### What to produce
Please pick out every line in the entries below that contains the word "black" and copy each one.

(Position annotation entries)
◇ ◇ ◇ ◇ ◇
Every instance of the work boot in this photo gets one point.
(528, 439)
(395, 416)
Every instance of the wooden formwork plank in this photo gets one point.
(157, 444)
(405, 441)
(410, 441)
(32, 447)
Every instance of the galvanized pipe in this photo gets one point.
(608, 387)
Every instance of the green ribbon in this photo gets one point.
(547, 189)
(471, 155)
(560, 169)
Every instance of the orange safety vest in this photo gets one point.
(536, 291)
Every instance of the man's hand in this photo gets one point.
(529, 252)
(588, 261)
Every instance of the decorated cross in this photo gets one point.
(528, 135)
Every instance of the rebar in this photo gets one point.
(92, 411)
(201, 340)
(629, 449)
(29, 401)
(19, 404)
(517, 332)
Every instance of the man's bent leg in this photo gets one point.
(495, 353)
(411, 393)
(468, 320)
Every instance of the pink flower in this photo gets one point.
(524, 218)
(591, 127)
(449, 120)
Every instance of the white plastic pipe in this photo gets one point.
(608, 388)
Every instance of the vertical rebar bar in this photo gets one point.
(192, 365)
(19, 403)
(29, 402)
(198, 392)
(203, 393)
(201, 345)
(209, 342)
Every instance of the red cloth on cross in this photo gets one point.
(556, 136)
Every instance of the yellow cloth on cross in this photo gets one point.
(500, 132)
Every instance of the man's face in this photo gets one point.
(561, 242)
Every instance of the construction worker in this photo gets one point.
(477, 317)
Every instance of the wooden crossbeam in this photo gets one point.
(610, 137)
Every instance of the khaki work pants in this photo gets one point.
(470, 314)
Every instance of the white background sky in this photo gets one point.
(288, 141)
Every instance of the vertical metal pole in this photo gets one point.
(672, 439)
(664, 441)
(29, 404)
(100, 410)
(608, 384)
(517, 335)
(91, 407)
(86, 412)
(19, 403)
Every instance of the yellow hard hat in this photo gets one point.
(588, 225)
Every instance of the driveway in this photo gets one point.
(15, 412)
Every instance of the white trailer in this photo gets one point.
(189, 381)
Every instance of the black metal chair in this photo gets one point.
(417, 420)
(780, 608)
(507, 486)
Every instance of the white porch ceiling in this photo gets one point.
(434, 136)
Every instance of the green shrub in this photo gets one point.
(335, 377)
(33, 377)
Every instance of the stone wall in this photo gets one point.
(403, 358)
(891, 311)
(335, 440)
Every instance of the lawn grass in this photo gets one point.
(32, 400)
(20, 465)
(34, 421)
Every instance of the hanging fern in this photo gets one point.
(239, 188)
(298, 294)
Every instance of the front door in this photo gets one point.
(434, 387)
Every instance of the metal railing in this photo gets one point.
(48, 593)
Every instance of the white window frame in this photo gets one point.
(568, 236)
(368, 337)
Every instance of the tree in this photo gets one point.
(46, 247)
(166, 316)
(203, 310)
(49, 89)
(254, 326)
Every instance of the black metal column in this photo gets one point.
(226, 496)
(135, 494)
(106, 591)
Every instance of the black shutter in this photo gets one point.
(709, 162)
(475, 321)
◇ ◇ ◇ ◇ ◇
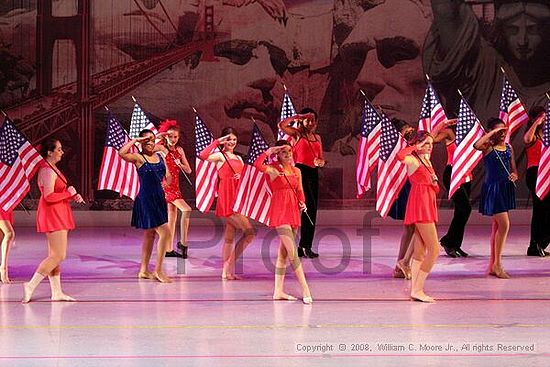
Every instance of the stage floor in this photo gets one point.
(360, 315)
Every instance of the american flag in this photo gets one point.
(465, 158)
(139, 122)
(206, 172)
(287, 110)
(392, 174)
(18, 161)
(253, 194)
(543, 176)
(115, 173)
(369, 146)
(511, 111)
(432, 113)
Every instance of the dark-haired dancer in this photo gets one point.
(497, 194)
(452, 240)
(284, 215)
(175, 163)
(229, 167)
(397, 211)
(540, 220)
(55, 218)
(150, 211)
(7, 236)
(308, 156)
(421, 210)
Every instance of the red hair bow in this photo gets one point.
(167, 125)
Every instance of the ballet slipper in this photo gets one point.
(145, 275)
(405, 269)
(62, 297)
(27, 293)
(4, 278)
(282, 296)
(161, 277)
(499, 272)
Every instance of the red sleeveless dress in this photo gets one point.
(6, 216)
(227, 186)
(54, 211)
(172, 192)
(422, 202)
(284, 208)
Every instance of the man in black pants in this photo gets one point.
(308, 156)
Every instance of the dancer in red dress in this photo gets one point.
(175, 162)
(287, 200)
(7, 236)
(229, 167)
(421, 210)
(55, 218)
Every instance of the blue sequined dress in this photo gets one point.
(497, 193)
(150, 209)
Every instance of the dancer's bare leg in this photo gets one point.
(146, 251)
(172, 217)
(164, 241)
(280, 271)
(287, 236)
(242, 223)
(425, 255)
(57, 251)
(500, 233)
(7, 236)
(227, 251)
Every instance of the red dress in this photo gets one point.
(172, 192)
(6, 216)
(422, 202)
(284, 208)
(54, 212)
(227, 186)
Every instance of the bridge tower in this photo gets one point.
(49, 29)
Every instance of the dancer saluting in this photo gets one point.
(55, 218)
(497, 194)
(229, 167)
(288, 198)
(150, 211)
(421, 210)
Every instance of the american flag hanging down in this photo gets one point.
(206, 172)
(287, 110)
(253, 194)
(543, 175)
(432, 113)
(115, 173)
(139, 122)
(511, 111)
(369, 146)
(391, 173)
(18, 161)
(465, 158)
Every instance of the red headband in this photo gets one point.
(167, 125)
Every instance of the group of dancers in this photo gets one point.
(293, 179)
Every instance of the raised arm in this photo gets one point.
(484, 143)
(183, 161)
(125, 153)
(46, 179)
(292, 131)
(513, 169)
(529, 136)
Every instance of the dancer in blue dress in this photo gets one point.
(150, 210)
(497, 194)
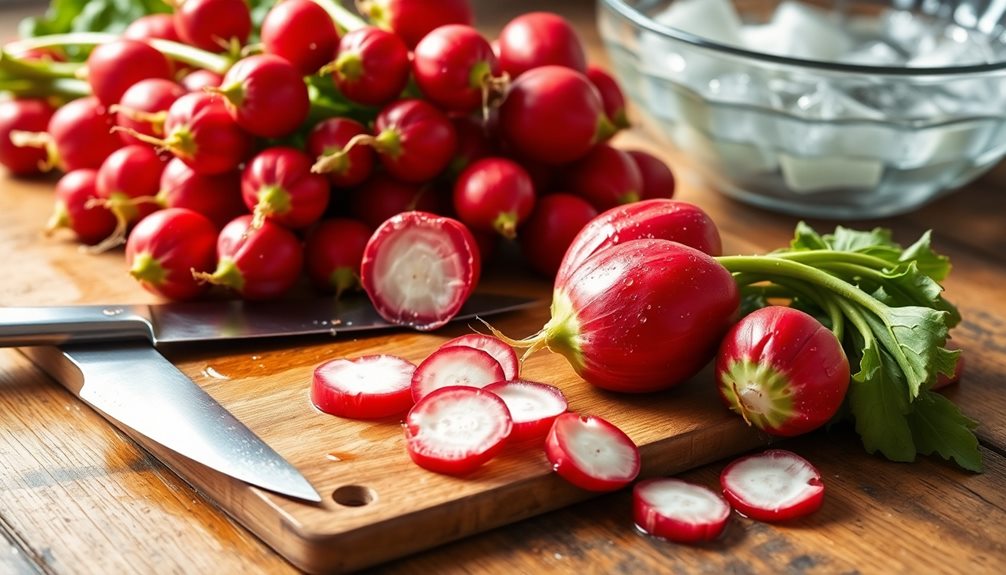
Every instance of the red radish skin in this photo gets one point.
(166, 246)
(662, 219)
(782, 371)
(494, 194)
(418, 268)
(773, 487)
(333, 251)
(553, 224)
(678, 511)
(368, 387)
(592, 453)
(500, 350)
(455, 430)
◇ ◇ ◇ ◇ ◇
### Solution
Every instance of the black metal chair in this photo gets one point.
Every instance of the black metal column in this photo gets one point.
Every instance of the black shutter in this photo gets one point.
Every instance of the man in black pants in this photo gets one point.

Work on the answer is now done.